*Task prompt*.
Gather every line of the material that contains the string "green", treating uppercase and lowercase letters as distinct.

[Entries from a point annotation set]
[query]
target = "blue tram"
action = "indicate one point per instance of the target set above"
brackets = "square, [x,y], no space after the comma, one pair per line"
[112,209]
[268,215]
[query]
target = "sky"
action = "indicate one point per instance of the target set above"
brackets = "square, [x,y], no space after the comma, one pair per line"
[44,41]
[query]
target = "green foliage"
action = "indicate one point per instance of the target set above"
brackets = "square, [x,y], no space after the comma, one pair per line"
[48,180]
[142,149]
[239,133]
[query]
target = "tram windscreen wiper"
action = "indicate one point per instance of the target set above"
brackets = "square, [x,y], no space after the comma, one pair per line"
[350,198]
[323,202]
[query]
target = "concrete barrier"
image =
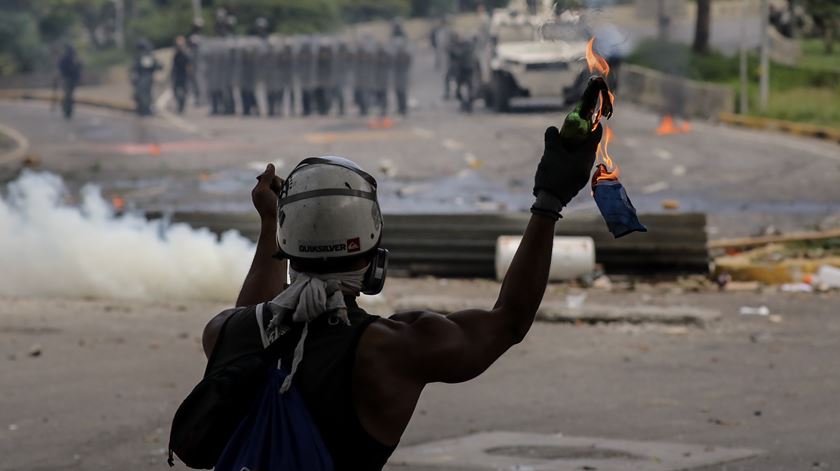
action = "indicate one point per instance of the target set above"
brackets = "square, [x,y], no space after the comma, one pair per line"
[464,245]
[671,94]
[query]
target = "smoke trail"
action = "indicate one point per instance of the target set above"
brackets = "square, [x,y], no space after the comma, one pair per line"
[49,248]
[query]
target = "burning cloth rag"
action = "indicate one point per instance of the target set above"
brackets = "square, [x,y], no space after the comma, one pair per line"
[616,209]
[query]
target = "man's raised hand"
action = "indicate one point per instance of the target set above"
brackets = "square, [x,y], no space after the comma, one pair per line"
[265,194]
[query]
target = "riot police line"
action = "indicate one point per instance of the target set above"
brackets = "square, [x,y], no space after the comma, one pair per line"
[299,75]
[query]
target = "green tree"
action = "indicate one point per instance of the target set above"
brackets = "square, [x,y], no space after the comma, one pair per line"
[20,43]
[288,16]
[363,10]
[826,15]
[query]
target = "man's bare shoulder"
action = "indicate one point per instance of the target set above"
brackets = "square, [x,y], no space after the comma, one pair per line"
[409,335]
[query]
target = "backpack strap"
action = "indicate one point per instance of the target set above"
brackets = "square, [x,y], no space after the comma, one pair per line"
[260,322]
[272,350]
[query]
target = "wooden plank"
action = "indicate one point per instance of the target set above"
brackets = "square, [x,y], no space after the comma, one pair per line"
[773,239]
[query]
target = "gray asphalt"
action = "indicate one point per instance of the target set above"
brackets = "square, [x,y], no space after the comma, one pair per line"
[441,160]
[109,375]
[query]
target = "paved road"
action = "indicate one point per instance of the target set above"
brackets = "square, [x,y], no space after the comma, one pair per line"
[439,159]
[110,375]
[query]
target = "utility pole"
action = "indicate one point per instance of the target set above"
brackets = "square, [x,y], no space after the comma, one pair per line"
[119,23]
[196,9]
[764,83]
[663,20]
[744,108]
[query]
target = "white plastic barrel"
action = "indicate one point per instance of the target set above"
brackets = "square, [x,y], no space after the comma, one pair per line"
[572,257]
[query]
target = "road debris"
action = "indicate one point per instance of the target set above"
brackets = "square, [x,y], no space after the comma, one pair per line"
[754,311]
[35,351]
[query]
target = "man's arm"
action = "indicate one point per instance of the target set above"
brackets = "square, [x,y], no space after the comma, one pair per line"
[267,276]
[461,346]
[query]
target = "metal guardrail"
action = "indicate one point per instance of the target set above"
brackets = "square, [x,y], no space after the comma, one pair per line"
[463,245]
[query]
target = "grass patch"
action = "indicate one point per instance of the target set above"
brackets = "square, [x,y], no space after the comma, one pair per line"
[814,56]
[809,93]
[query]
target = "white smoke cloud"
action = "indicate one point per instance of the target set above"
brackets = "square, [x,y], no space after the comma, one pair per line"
[52,249]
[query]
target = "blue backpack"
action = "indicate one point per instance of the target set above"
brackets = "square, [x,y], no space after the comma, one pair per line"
[236,419]
[278,434]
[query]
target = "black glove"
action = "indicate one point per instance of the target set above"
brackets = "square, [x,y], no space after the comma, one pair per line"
[564,170]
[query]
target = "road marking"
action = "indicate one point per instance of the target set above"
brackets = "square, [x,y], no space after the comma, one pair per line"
[655,187]
[452,144]
[423,132]
[515,450]
[21,143]
[662,154]
[357,136]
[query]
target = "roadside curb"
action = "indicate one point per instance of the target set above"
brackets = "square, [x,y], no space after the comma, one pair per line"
[554,311]
[21,145]
[97,102]
[789,127]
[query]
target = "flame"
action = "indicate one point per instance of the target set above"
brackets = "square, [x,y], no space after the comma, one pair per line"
[607,170]
[668,125]
[596,63]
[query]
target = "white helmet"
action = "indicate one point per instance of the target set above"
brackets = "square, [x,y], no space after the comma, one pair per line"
[328,209]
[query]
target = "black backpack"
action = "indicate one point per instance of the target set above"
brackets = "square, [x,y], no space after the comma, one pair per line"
[208,417]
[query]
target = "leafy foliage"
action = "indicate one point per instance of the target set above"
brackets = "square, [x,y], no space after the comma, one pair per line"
[20,45]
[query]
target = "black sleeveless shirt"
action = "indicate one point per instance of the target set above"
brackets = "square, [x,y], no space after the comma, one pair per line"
[324,379]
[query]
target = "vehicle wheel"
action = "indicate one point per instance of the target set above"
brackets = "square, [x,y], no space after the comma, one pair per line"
[501,94]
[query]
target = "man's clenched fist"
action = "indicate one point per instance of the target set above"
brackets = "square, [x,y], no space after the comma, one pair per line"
[565,166]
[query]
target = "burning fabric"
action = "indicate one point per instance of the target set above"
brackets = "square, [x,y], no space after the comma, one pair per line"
[597,102]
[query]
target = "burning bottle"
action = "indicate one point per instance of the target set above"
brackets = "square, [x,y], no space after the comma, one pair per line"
[611,197]
[596,102]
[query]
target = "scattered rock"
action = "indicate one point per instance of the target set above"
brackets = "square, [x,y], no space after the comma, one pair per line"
[35,351]
[741,286]
[754,311]
[602,282]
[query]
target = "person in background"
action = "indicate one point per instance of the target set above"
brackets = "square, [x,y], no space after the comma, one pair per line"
[247,79]
[402,75]
[195,84]
[382,76]
[70,73]
[142,77]
[342,71]
[182,67]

*Solution below*.
target = "green foliage"
target = "green tree"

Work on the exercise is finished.